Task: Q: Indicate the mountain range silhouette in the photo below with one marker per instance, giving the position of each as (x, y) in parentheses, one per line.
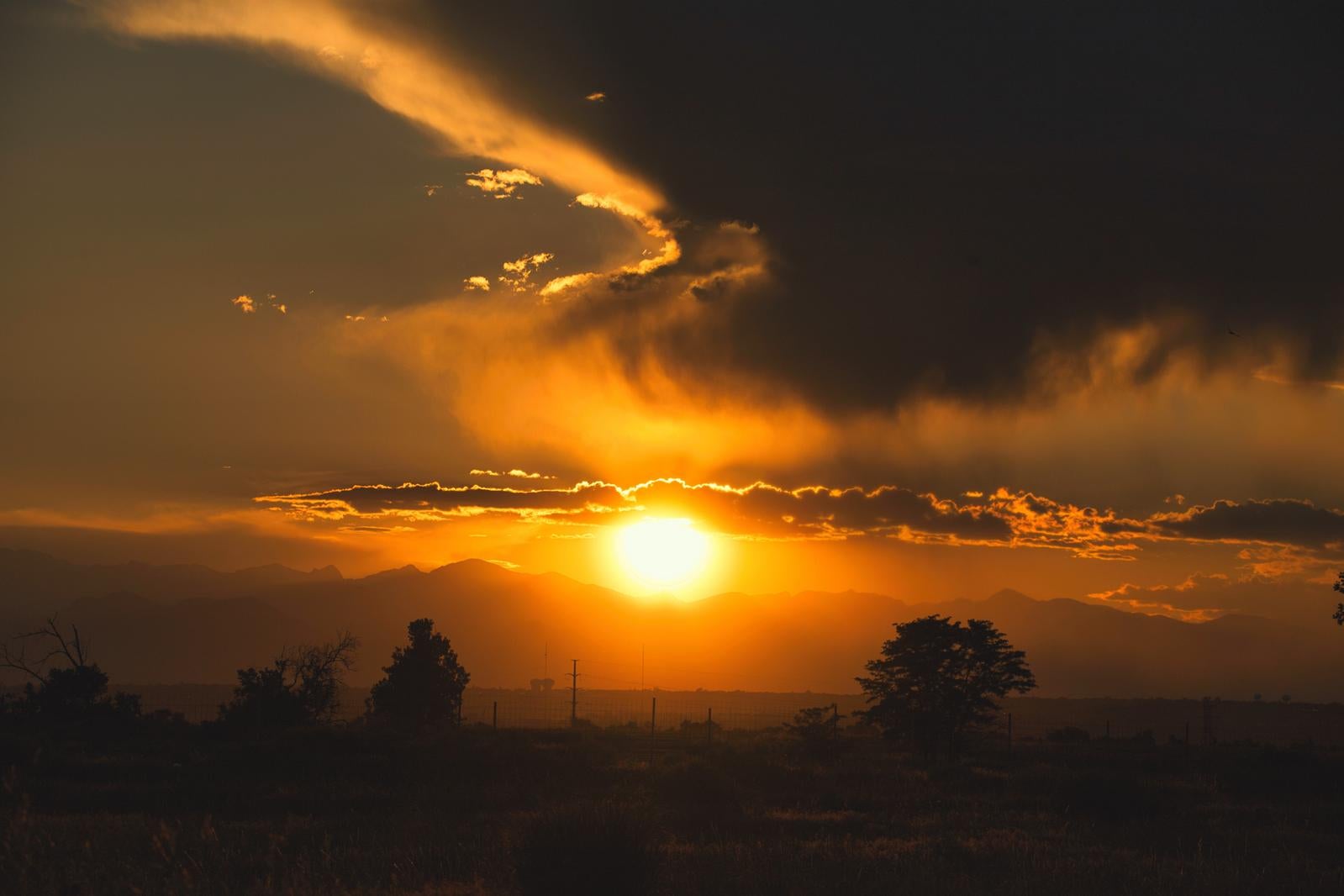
(191, 624)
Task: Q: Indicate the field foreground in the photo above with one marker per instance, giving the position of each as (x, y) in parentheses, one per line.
(603, 810)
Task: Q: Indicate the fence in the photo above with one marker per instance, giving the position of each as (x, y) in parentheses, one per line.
(1022, 719)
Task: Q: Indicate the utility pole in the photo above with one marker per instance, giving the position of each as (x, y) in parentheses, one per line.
(574, 693)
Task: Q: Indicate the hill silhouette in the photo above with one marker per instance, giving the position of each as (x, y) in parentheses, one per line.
(192, 624)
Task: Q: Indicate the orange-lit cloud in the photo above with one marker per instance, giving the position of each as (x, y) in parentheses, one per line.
(502, 184)
(764, 511)
(515, 473)
(518, 273)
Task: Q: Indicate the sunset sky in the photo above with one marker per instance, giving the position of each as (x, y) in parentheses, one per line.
(972, 298)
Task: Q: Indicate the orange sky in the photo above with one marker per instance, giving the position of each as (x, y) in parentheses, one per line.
(311, 284)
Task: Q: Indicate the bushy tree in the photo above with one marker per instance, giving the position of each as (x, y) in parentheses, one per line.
(937, 682)
(65, 687)
(425, 683)
(300, 687)
(817, 729)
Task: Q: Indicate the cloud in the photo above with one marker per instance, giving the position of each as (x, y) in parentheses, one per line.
(518, 273)
(558, 285)
(816, 512)
(397, 69)
(502, 184)
(1274, 521)
(1203, 597)
(248, 305)
(758, 511)
(515, 473)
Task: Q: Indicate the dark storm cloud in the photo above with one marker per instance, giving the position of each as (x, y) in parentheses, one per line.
(957, 188)
(1297, 523)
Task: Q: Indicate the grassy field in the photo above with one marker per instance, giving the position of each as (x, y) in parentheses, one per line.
(596, 810)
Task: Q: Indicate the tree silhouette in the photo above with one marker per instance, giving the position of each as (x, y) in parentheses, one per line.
(817, 729)
(937, 682)
(425, 683)
(76, 689)
(300, 687)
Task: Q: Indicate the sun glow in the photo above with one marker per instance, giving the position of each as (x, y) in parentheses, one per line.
(663, 552)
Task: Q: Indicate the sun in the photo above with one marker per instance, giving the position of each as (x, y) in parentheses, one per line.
(663, 552)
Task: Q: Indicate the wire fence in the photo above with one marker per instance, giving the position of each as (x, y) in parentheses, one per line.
(693, 712)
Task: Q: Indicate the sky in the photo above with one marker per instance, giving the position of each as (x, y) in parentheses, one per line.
(976, 296)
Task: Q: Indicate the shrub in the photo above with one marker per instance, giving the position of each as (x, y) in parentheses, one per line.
(589, 849)
(1067, 735)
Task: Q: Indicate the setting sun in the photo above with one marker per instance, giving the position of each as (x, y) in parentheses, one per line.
(663, 552)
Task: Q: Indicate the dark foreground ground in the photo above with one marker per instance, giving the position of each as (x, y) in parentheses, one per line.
(597, 812)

## EXERCISE DESCRIPTION
Retype all of the lines above with no changes, and leave the picture out of your copy.

## RESULT OF THE TASK
Task: Q: Indicate the mountain range silhouette in the photo below with one marker per instance, giving the position of each as (x, y) in parentheses, one per line.
(191, 624)
Task: Q: Indicate the field foreground in the photo above with one marker per instance, giving the position of each as (x, y) in parentheses, one per line.
(603, 810)
Task: Q: Indicate the fence in the photo above with one marker per instance, giving the position of each as (x, y) in parentheses, one per line.
(1022, 719)
Task: Q: Indicate the utility pole in the photo above with one marker per instance, giving the position of each as (x, y) in parentheses, one per line.
(574, 693)
Task: Q: Indicate the hill silhouette in the photo above with one marker per instance, giving the position of each as (x, y) in parentheses, one per line.
(192, 624)
Task: Q: Indicate the orange-lit cloud in the photo above with one marker per instance, giving the position of each as (x, y) in parentheses, one per line.
(502, 184)
(764, 511)
(515, 473)
(518, 273)
Task: Q: Indicate the sunset sky in the photo above with one marker per instance, giving the position of each as (x, y) in parentheses, one per line.
(972, 298)
Task: Q: Indicate the orange sky in the photo above with one marker per instance, giving the position of each as (x, y) in parentheses, one per line.
(311, 284)
Task: Q: Indicate the bushy tree in the photo above with one marker per instance, giving the position of each as (x, y) in parentheses, one per line.
(937, 682)
(65, 687)
(425, 683)
(300, 687)
(817, 729)
Task: Q: Indicate the cloud in the photo above with one marker per instance, giving the position of each as (x, y) in parentheses, one per line.
(518, 273)
(558, 285)
(816, 512)
(397, 69)
(502, 184)
(1274, 521)
(1203, 597)
(248, 305)
(758, 511)
(515, 473)
Task: Q: Indicate the dark storm cloud in the photo above with one marker per instance, giving the position of each as (x, y) in parentheses, one per line.
(957, 188)
(1297, 523)
Task: Q: Indicate the grassy field in the photo above with one marker per instance, giving the position of each as (x, y) in parentheses, one per line.
(596, 810)
Task: Q: Indicate the tree silhouette in the photo above with one marker per instance, giving the position of each as (x, y) in parentheses, one per line.
(817, 729)
(937, 682)
(425, 683)
(76, 689)
(300, 687)
Task: Q: Indicate the sun glow in the photo above with one marker per instance, giving the position of each as (x, y) in parentheses, one per line.
(663, 552)
Task: Q: Indicate the sun in the photo above with one marker per instance, giving the position of each as (x, y) in parentheses, one per line.
(663, 552)
Task: Q: Indicate the wire fence in the photo above with one marker per instance, giving the position of each as (x, y) in parentheses, one per line.
(693, 712)
Task: Q: Indicate the sky in the photo above with one marker per instance, giving the position of each as (x, y) in parentheses, one per line.
(976, 296)
Task: Q: Indicate the shrub in the photo above with one marker per instance, giving the position of each as (x, y) in parentheses, one per line.
(589, 849)
(1067, 735)
Task: Q: Indicate the setting sun in the photo above with one marker per instance, giving the position of each as (x, y) in parentheses, one per line.
(663, 552)
Task: Q: Indicate the dark foreground ground in the photo above with one marker per instance, giving the position of each as (x, y) in parentheses, one per line.
(597, 812)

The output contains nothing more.